La commission a souligné que, s'agissant de l'audition du candidat, l'audition conjointe par la commission des affaires européennes et la commission permanente compétente constitue un choix pertinent. Ce mécanisme pourrait être étendu à l'audition du candidat aux fonctions de membre de la Commission européenne (article 1er), en désignant la commission chargée des affaires étrangères comme la commission permanente compétente.

En ce qui concerne l'avis rendu sur la candidature, il lui semble préférable - et conforme aux attributions respectives des commissions permanentes et de la commission des affaires européennes - que seule la commission permanente compétente se prononce par un vote, après avoir été préalablement éclairée par la commission des affaires européennes.

*

* *

Au regard de l'engagement de l'auteur de la proposition de loi à présenter, en vue de l'examen en séance publique, des amendements portant les modifications qu'elle appelle de ses voeux, la commission a adopté la proposition de loi sans modification.

EXAMEN EN COMMISSION

MERCREDI 19 FÉVRIER 2025

Mme Muriel Jourda, présidente. - Nous en venons à l'examen du rapport sur la proposition de loi relative à la consultation du Parlement sur la nomination de membres français dans certaines institutions européennes.

Mme Agnès Canayer, rapporteur. - Hasard du calendrier parlementaire, cette proposition de loi s'inscrit parfaitement dans le thème de cette matinée, consacrée au contrôle par le Parlement de certaines nominations, dont celle de Philippe Bas qui, jusqu'à sa présentation par le président du Sénat comme candidat aux fonctions de membre du Conseil constitutionnel, était chargé du rapport sur ce texte et que je remplace au pied levé.

Présentée par notre collègue Jean-François Rapin, président de la commission des affaires européennes, cette proposition de loi pose la question du rôle du Parlement dans les procédures de nomination à certaines fonctions dans les institutions de l'Union européenne.

Elle a été déposée après la désignation, en septembre dernier, de Stéphane Séjourné comme candidat aux fonctions de membre de la Commission européenne. Faite dans l'urgence et dans les circonstances que vous connaissez, cette désignation, annoncée par communiqué de presse par le Président de la République, a suscité quelques interrogations. Intervenant peu après le résultat des élections législatives, elle a surtout agi comme un révélateur de l'opacité des conditions de cette désignation et de l'absence du Parlement dans ce processus.

Au-delà de cet élément d'actualité, cette proposition de loi s'inscrit dans le prolongement de travaux antérieurs du Sénat en la matière.

En mai 2024, le rapport du groupe de travail transpartisan sur les institutions, qui s'est réuni sous la présidence de Gérard Larcher, recommandait de revoir les modalités de désignation des membres français de la Cour européenne des droits de l'homme (CEDH) et de la Cour de justice de l'Union européenne (CJUE) en organisant une audition préalable des candidats par les commissions spécialisées des deux assemblées. En 2022, le rapport de la mission d'information sur la judiciarisation de la vie publique, élaboré par mon ancien collègue Philippe Bonnecarrère, préconisait également d'envisager « l'audition des candidats aux fonctions de juge et d'avocat général à la CJUE par les commissions permanentes compétentes du Sénat et de l'Assemblée nationale ».
--------------------------------------------------
* [Consignes de travail]: D'après le texte à lire, qui a présenté la proposition de loi relative à la consultation du Parlement sur la nomination de membres français dans certaines institutions européennes ?

* [Données fournies]:
--------------------------------------------------
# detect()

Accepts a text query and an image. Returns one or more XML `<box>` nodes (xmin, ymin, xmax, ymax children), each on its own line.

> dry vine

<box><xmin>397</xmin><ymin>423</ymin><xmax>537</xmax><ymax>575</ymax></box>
--------------------------------------------------
* [Réponse ci-dessous]: Jean-François Rapin, président de la commission des affaires européennes.